TASK STATEMENT
Reproduce only the lines from the one containing "An image is provided above. Search it thoroughly for green" through the end of the data, exactly as they stand.

Segment Start: GIVEN RECORDS

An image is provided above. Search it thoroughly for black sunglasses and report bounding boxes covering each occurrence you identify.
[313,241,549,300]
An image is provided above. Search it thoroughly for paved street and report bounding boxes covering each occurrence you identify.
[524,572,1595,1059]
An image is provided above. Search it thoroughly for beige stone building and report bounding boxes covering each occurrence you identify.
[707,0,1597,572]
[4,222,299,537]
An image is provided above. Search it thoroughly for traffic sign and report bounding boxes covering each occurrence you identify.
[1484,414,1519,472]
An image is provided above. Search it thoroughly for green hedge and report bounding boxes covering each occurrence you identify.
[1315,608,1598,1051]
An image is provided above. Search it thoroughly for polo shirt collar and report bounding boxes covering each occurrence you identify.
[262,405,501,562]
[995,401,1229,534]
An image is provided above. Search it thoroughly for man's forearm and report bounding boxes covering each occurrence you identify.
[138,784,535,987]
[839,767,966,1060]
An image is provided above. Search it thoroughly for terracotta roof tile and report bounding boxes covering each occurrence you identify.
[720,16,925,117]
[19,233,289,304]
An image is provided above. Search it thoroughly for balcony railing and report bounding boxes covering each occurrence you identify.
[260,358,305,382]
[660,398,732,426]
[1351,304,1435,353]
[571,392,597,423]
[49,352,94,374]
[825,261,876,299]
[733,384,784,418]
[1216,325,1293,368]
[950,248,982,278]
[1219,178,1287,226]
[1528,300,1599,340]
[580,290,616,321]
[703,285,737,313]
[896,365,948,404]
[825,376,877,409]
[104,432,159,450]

Segment End: GIVEN RECORDS

RESULT
An image is provided above. Search it thoroughly for green hedge and report bounding boxes covering each occurrence you identify.
[1315,608,1598,1051]
An image is provided above. Search it thoroughly for polo shirt collar and report bounding boxes covering each occurrence you identify.
[262,405,501,562]
[995,401,1229,534]
An image is provided above. Search it thoroughly for man's forearm and report bounding boxes covering each occurrence you identify.
[138,784,535,987]
[839,767,966,1060]
An image is provided above. Search it thoroughly for terracotta roof tile and report bounding boxes covering each occurrence you identify.
[720,16,925,117]
[19,233,289,304]
An image is provided above. Search it thoroughly for balcony railing and report bounding boxes covering each occurrence you identify.
[260,358,305,382]
[660,398,732,426]
[1351,304,1435,353]
[571,392,597,423]
[49,352,94,374]
[825,261,876,299]
[733,384,784,418]
[1216,325,1293,368]
[950,248,982,278]
[1219,178,1287,226]
[1528,300,1599,340]
[580,290,616,321]
[703,285,737,313]
[896,365,948,404]
[825,376,877,409]
[104,432,159,450]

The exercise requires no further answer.